DIRECTIONS:
1. According to the passage on MGM Resorts and the Japanese gaming market, around how much is the Osaka integrated resort projected to cost in total?
2. Write the next part of the passage on MGM Resorts and the Japanese gaming market, picking up after its final sentence.

A 20 per cent divestment in MGM China could provide crucial funds for MGM Resorts International to become “the biggest winner of the Japanese gaming opportunity,” says Snow Lake Capital.
The investment management firm, which owns a 7.5 per cent stake in MGM, is urging a sale of the aforementioned percentage as it says that it would be in the “best interest to introduce a leading Chinese consumer internet or travel and leisure company” as a strategic shareholder.
The long-term market potential for the gaming industry in Japan is likely very significant, says Snow Lake, adding that, from the examples of the Venetian in Macau and Marina Bay Sands in Singapore, “the first integrated resort to open in a large, untapped market enjoys significant first-mover advantages in terms of occupying consumer mind share and establishing brand power”.
MGM has long since been an admirer of gaming developments within the country; forming a consortium with Orix Corporation in March 2019 to bid for the Osaka project. Subsequently becoming the only accepted bidder in February 2020.
Estimations suggest that the IR’s total projected cost will be around US$12bn, which will be equally financed by equity and debt. Orix and MGM will each take 40 per cent equity stake, while a consortium of local companies will take up the remaining 20 per cent.

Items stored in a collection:
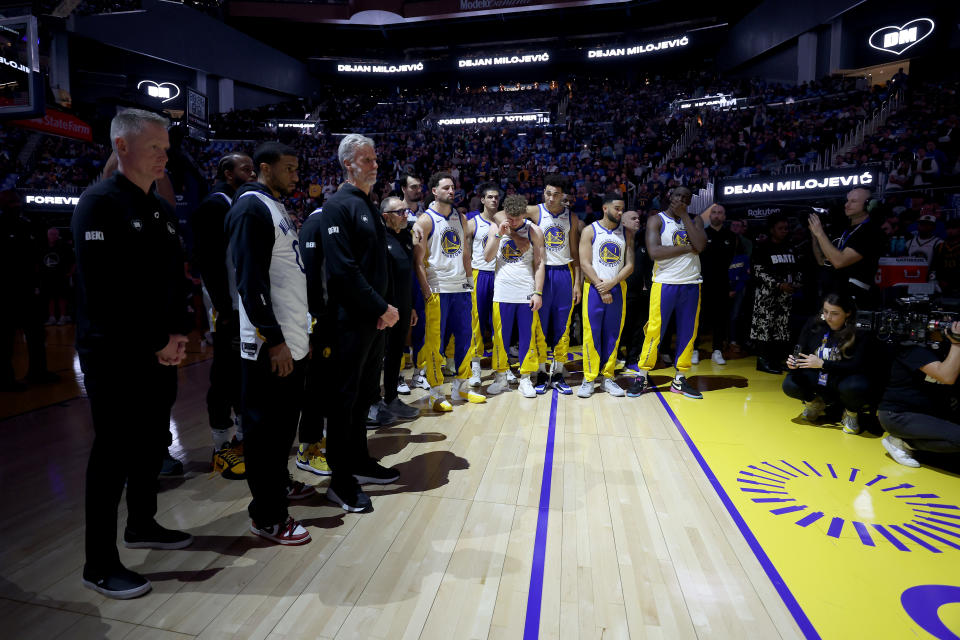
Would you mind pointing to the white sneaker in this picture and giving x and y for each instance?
(586, 389)
(459, 389)
(499, 384)
(526, 387)
(610, 386)
(474, 380)
(814, 409)
(897, 449)
(450, 368)
(419, 380)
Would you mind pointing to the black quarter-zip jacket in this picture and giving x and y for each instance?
(131, 286)
(355, 255)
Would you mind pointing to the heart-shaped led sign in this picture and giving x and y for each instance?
(897, 40)
(163, 91)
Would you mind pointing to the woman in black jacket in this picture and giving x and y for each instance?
(829, 363)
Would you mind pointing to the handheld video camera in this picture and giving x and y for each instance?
(915, 320)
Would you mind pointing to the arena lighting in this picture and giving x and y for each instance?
(892, 39)
(495, 61)
(534, 117)
(380, 68)
(163, 91)
(638, 49)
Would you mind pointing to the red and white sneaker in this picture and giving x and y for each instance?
(297, 490)
(291, 532)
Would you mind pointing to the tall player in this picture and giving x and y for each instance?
(442, 258)
(561, 288)
(674, 242)
(607, 250)
(478, 229)
(516, 247)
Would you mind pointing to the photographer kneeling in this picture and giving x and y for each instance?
(827, 363)
(912, 409)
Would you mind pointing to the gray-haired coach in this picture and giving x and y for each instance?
(131, 332)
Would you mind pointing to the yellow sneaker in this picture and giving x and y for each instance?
(310, 458)
(228, 461)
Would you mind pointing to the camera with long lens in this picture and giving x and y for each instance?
(915, 320)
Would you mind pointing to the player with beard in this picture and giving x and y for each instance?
(562, 287)
(478, 229)
(274, 338)
(443, 260)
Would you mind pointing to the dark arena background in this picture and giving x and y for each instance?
(728, 495)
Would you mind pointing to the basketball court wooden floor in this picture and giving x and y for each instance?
(653, 517)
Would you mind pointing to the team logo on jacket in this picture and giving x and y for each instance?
(610, 254)
(509, 252)
(554, 238)
(450, 243)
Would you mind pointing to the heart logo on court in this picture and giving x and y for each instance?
(164, 91)
(897, 40)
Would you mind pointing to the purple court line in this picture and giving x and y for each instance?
(931, 535)
(531, 626)
(904, 485)
(875, 480)
(810, 518)
(937, 506)
(863, 533)
(891, 538)
(778, 583)
(907, 534)
(836, 526)
(803, 473)
(936, 528)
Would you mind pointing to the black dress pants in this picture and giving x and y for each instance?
(357, 358)
(224, 393)
(396, 342)
(130, 402)
(271, 413)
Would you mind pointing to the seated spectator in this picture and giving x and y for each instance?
(914, 411)
(826, 364)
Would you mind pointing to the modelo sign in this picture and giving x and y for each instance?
(804, 186)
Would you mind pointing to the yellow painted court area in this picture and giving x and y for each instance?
(847, 529)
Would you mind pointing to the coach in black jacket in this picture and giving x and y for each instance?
(131, 331)
(355, 253)
(210, 256)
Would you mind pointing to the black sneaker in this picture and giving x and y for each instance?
(153, 536)
(681, 386)
(349, 496)
(120, 583)
(542, 384)
(640, 384)
(171, 466)
(376, 473)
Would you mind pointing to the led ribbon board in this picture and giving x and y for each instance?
(812, 185)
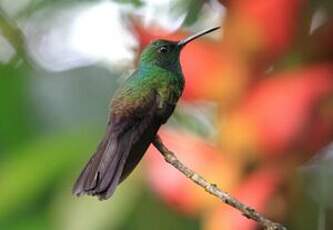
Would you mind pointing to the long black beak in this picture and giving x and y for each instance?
(185, 41)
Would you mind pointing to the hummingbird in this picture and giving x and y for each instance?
(138, 109)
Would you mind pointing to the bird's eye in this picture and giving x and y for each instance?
(163, 50)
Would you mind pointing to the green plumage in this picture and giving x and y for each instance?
(138, 109)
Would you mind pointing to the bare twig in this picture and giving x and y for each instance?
(247, 211)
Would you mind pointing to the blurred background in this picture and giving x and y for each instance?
(256, 117)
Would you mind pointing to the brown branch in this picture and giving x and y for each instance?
(247, 211)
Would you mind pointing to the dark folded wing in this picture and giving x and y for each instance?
(128, 121)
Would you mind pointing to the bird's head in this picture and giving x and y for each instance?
(166, 53)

TASK-BY-TASK ANSWERS:
1. About US$12bn.

2.
Furthermore, it is also said that three large Japanese banks have also agreed to the project financing, with MGM’s 40 per cent per cent participation noted as a key precondition.
The project’s total gross floor area will be 1.3 million square meters, with four hotel towers totaling 3600 rooms, and a three per cent area for gaming. With a 5-year construction period, its opening date should be around 2027 to 2028.
According to the projections listed above, the company would need to invest $2.4bn, with Snow Lake suggesting that a 20 per cent MGM China would generate $1.3bn at its current stock price.
Snow Lake asserts that “the Japanese government has always favoured the top US operators,” placing MGM in prime position following the withdrawals of Las Vegas Sands and Wynn Resorts.
The investment firm also suggests that MGM’s commitment to the project is the crucial facet which could determine the development’s overall success, as well as saying that the group’s inclusion could possibly be key “to the success of the development of the whole Japanese gaming industry”.
In a lengthy communication urging MGM to consider the sale of stake in its majority owned subsidiary, Snow Lake concluded: “MGM Resorts’ negotiation power will likely also be significantly enhanced, if it were to stay committed to Japan despite the negative impact on its domestic operations due to the virus.
“It will likely gain a tremendous amount of goodwill both from central/local governments, as well as its Japanese partners. It’s possible that it can even gain an upper hand in the overall industry policy formulation.”